*Your instructions*: Reproduce all of the material below word for word, keeping every line and its order unchanged.

*Material for the task*:

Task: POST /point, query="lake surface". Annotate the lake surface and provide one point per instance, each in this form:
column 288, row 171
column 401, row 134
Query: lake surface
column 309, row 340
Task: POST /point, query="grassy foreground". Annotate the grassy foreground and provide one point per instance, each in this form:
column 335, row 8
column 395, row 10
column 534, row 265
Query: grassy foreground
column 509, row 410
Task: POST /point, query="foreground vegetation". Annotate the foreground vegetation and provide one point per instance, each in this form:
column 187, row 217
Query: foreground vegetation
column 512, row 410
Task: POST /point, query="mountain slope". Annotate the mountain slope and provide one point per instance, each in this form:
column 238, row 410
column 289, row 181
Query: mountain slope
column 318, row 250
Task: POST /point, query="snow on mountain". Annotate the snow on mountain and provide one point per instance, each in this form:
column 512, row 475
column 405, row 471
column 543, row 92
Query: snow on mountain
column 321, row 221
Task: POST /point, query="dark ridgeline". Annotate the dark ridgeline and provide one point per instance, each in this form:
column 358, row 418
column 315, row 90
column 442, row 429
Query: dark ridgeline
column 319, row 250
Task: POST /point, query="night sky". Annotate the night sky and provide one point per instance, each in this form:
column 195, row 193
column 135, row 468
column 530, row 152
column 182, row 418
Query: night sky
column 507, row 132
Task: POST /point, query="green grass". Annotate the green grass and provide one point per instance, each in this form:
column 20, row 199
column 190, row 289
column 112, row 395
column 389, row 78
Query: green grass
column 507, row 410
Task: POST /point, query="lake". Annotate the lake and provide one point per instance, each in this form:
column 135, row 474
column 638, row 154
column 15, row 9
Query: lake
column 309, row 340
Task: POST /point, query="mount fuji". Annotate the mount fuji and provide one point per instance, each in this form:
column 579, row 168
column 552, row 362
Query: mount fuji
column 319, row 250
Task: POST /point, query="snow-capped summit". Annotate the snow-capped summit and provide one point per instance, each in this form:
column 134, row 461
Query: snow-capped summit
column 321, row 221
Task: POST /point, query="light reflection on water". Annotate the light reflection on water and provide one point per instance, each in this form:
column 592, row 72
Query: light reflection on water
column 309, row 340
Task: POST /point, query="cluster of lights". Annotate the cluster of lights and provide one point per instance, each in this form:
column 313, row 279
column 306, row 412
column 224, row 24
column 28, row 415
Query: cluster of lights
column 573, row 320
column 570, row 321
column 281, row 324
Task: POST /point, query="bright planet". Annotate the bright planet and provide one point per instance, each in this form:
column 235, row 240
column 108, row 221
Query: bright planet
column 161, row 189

*Output for this task*:
Task: POST /point, query="lake surface". Annotate the lake surface and provide one point per instance, each in this form:
column 288, row 171
column 401, row 134
Query: lake surface
column 309, row 340
Task: POST /point, query="grassy foreground". Annotate the grassy foreground and provide one point per instance, each in this form:
column 335, row 8
column 395, row 10
column 534, row 265
Query: grassy foreground
column 509, row 410
Task: POST /point, query="foreground vegetation". Annotate the foreground vegetation and provide one point per instance, each in this form:
column 187, row 217
Query: foreground vegetation
column 512, row 410
Task: POST /point, query="mountain slope". Annotate the mountain slope and provide one point per instance, each in this form:
column 238, row 410
column 289, row 181
Query: mountain slope
column 318, row 250
Task: POST /point, query="snow on mountain". Annotate the snow on mountain and provide one point per instance, each in this form:
column 512, row 475
column 405, row 471
column 543, row 92
Query: snow on mountain
column 321, row 221
Task: POST /point, query="dark ridgeline". Annotate the dark ridgeline and provide one point per instance, each in this form:
column 358, row 418
column 315, row 90
column 442, row 429
Query: dark ridgeline
column 319, row 250
Task: POST /point, query="night sky". Annotate the night sky and provide one point per instance, each in this form:
column 195, row 193
column 135, row 468
column 530, row 152
column 182, row 418
Query: night sky
column 507, row 132
Task: POST /point, query="green grass". Annotate the green grass and provide one point per instance, each in this form:
column 20, row 199
column 190, row 289
column 112, row 395
column 389, row 78
Query: green grass
column 507, row 410
Task: POST /point, query="lake". Annotate the lake and provide one point per instance, each in this form:
column 135, row 474
column 638, row 154
column 15, row 9
Query: lake
column 309, row 340
Task: POST /point, query="mount fuji". Annotate the mount fuji and provide one point per instance, each in this form:
column 579, row 168
column 552, row 362
Query: mount fuji
column 319, row 250
Task: POST /point, query="snow-capped summit". Annotate the snow-capped summit and provide one point per instance, each in this form:
column 134, row 461
Query: snow-capped summit
column 321, row 221
Task: POST /point, query="light reflection on water". Annotate the light reflection on water and provide one point per instance, each in this form:
column 592, row 72
Query: light reflection on water
column 309, row 340
Task: POST /point, query="cluster of lights". Annotate the cluster of lights and provide one point per instance, each in this form:
column 313, row 279
column 306, row 412
column 224, row 24
column 28, row 415
Query: cluster of lights
column 573, row 320
column 570, row 321
column 281, row 324
Task: POST /point, query="bright planet". Annotate the bright planet and provide one point per instance, each in this form:
column 235, row 240
column 108, row 221
Query: bright planet
column 161, row 189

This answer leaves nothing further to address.